··· Material to process

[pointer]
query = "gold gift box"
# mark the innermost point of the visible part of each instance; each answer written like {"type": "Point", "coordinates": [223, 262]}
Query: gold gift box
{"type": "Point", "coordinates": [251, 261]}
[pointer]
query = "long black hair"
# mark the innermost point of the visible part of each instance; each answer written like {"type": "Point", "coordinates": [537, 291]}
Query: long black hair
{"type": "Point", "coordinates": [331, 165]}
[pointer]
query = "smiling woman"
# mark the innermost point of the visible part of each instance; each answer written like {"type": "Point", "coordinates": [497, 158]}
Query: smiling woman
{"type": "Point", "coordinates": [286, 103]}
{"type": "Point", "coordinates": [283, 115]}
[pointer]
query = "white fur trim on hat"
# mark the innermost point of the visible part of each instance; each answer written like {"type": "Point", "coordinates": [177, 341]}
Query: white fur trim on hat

······

◆ **Set problem**
Return every line of the data above without any changes.

◆ **Task result**
[pointer]
query = "gold gift box"
# mark the innermost point of the visible part of each instance; each answer written like {"type": "Point", "coordinates": [223, 262]}
Query: gold gift box
{"type": "Point", "coordinates": [251, 261]}
[pointer]
query = "long black hair"
# mark the innermost point of the visible part of each instance; each answer written like {"type": "Point", "coordinates": [537, 291]}
Query: long black hair
{"type": "Point", "coordinates": [331, 165]}
[pointer]
query = "smiling woman"
# mark the innermost point of the visible part of each instance; each answer written like {"type": "Point", "coordinates": [497, 158]}
Query: smiling woman
{"type": "Point", "coordinates": [286, 103]}
{"type": "Point", "coordinates": [283, 115]}
[pointer]
query = "white fur trim on hat"
# mark the innermost point of the visible part of each instance; each answer written like {"type": "Point", "coordinates": [177, 341]}
Query: white fur trim on hat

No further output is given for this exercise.